§ TASK ITEM A
Which film directors does the Carl Gustaf Hammarsten biography name?
§ TASK ITEM B
Can you carry on the Carl Gustaf Hammarsten biography from where it stops?

Carl Gustaf Hammarsten (born 2 September 1967) is a Swedish film, television and theatre actor. He is internationally known for his role in Brüno (2009) as the title character's sidekick and gay lover.

==Career==
===Film===
He has appeared in more than ten films, starting with a small role in The Best Intentions (1992) directed by Bille August. He is best known for his appearance in Together (2000) directed by Lukas Moodysson. He has a small role in the movie Old (2021)

Hammarsten made his international film début in Brüno (2009) as Lutz, the title character's sidekick. He has since appeared as the young Harald in David Fincher's remake of The Girl with the Dragon Tattoo, Kursk, Old, Lord of Chaos and Stockholm.

In 2023 he appeared in Together 99 (Tillsammans 99), reprising his role as Göran from Together.

§ DATASET EXCERPTS
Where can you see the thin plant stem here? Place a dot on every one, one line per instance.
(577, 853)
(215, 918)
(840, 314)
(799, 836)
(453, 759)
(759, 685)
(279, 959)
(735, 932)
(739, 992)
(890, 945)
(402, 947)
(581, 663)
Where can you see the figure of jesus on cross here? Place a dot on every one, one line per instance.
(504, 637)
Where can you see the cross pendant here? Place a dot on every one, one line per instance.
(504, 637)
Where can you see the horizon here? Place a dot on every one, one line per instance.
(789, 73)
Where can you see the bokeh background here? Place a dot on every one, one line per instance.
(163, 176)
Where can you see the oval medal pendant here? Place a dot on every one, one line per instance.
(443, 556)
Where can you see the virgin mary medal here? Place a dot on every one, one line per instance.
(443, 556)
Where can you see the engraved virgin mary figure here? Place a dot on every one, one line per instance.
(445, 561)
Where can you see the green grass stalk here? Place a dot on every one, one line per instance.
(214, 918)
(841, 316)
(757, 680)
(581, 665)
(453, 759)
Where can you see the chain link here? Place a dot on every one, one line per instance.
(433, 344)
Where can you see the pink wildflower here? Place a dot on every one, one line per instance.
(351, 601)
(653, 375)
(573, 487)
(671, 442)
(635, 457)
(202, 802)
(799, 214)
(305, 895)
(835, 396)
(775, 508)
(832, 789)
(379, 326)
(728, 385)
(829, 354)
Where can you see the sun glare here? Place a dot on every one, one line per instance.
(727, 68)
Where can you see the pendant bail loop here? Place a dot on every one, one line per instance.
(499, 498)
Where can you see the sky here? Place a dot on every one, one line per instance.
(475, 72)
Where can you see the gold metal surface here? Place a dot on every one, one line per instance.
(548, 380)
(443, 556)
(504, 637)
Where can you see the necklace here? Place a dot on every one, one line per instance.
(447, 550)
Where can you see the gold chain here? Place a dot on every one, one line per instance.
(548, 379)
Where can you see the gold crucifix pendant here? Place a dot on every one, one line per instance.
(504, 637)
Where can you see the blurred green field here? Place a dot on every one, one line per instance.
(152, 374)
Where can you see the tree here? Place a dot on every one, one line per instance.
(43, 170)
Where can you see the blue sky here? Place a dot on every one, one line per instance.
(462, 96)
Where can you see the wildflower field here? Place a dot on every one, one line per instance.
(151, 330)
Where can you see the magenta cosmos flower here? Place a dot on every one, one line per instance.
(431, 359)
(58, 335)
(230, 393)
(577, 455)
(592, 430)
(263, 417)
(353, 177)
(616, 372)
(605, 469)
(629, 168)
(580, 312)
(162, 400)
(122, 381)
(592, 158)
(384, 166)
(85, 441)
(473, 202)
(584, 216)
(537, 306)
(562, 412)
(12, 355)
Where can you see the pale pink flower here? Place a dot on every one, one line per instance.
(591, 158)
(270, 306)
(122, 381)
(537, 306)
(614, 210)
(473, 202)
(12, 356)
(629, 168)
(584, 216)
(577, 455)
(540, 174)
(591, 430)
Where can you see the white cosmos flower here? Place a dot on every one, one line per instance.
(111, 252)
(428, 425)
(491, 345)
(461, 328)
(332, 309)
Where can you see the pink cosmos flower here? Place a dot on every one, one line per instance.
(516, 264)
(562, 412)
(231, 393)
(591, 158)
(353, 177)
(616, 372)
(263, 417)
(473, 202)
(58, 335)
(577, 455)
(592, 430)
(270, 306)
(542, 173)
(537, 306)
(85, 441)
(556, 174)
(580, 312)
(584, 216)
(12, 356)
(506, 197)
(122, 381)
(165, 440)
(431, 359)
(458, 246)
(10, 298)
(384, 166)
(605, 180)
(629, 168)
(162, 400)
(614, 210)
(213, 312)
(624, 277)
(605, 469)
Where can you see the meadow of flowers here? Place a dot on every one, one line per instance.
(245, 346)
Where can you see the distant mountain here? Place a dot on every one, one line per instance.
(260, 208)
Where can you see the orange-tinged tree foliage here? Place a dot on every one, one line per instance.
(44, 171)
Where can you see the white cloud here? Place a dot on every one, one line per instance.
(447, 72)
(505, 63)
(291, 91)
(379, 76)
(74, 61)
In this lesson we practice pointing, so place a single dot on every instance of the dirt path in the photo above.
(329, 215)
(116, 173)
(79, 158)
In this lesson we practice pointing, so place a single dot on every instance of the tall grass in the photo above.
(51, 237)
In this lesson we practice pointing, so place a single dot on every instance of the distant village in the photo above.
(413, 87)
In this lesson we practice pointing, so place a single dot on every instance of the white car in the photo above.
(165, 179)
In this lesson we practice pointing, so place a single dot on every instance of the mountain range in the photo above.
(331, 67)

§ ANSWER SPACE A
Bille August, Lukas Moodysson and David Fincher.

§ ANSWER SPACE B
===Television===
In Swedish television he became known through the comedy show Cleo. He has also made numerous appearances in television programs. He appeared in the first episode of Crimes of Passion. Since 2013 he acts in the series Fröken Frimans krig.
He participated in the Let's Dance 2018 broadcast on TV4. In 2023 he played the role of one of the lead scientists in the NBC true crime drama series Dr. Death.

===Theatre===
Hammarsten is connected with the Stockholm City Theatre.